## Task to complete
Copy out the part of the records that opens with the line containing "Note: for this drill, mark the metal handrail" and runs through the end of the records, keeping every request line and raising every x and y coordinate in the answers by 59.

___ Stored rows ___

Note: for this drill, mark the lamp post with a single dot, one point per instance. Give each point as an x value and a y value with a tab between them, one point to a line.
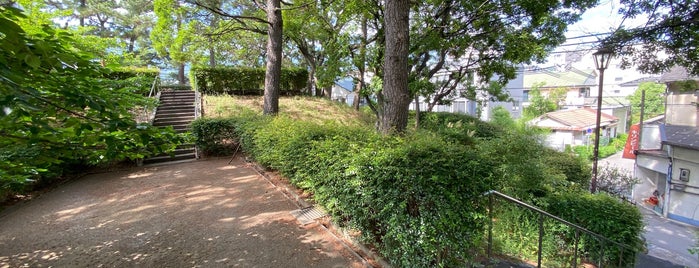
602	58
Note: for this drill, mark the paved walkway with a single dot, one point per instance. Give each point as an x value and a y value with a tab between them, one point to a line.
666	239
195	214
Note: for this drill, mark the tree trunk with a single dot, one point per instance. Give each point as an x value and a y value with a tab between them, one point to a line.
319	92
396	96
328	92
81	11
180	74
274	57
417	111
212	54
362	65
311	79
132	42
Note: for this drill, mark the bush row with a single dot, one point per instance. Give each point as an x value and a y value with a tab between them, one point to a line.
246	81
418	198
135	80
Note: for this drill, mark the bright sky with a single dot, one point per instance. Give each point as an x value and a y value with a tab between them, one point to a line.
601	19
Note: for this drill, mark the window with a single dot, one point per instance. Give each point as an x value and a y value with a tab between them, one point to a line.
684	174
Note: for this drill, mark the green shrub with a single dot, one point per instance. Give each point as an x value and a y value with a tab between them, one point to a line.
246	81
459	128
418	198
134	80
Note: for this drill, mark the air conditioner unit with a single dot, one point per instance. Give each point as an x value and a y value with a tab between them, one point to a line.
684	174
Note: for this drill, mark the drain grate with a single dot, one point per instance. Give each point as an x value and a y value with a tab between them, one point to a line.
307	215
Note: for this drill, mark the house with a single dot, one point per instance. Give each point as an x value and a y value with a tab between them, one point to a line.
667	160
576	84
575	127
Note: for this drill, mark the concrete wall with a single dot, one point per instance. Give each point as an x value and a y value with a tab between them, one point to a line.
681	108
684	195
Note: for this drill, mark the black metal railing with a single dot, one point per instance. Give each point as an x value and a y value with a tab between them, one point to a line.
578	231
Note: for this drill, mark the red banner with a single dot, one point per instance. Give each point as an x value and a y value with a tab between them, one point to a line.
632	142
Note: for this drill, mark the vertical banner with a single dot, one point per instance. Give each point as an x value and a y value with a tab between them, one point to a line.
632	142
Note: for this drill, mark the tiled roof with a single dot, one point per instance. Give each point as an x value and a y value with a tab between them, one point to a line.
579	119
677	74
571	78
682	136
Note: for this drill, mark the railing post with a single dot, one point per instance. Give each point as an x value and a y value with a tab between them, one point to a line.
601	256
541	239
490	227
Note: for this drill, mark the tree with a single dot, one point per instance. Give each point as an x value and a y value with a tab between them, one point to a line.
173	36
654	102
539	104
395	96
464	46
317	30
670	30
274	57
57	106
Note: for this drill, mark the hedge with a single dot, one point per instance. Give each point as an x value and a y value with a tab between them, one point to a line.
417	198
135	80
246	81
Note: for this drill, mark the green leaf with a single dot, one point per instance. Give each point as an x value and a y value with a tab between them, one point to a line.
32	60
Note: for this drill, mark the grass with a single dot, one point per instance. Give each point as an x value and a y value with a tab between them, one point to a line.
311	109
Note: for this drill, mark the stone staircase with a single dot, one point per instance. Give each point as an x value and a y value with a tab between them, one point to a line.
176	109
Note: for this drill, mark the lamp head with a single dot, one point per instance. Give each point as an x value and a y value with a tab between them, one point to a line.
602	58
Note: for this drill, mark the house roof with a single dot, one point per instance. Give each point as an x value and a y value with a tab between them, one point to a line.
578	119
675	74
570	78
635	83
608	101
346	83
682	136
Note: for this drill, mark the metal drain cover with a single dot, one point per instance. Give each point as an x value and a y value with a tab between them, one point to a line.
307	215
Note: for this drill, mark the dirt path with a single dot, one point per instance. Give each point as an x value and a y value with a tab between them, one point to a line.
196	214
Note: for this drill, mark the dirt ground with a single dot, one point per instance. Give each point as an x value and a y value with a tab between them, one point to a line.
204	213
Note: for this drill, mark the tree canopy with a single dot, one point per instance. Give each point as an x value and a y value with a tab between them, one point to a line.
59	106
668	38
654	103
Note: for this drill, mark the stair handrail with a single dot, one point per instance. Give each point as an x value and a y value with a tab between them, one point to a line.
543	213
149	112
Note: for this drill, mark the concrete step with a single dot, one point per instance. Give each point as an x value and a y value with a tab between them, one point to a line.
173	124
185	108
168	158
173	113
172	119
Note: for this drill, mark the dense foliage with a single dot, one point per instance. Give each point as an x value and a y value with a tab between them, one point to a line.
246	81
60	109
418	198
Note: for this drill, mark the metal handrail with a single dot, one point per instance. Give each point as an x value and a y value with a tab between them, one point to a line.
543	213
148	113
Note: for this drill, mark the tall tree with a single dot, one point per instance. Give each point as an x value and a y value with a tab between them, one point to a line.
318	31
671	30
395	96
460	46
173	36
654	103
244	17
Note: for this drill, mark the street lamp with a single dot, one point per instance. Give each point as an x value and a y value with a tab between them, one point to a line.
602	58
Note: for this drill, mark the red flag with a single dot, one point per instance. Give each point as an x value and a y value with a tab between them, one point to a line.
632	142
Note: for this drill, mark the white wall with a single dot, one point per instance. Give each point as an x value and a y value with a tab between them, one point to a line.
684	195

___

## Finished task
Note: for this drill, mark the metal handrail with a single dot, one point per instance. Give each point as an x value and a y value with a tab between them, one point to a line.
602	272
207	172
Note: for this drill, mark the tall tree with a single dot, one point per instance. Give each point as an x value and a y value with a tab between them, one point to a line.
377	90
730	89
454	155
519	105
232	95
713	162
303	76
Note: for this drill, mark the street lamp with a single dot, one point per instance. Give each point as an x value and a y value with a tab between them, one point to a line.
661	117
Note: for this drill, mark the red flag with a single dot, one point per instance. Give each point as an x value and a y value with a tab between them, one point to a line.
691	201
Note: for this drill, mark the white wall with a single dot, one point per instance. Give each point as an x value and a y value with a tab between them, one point to a line.
743	254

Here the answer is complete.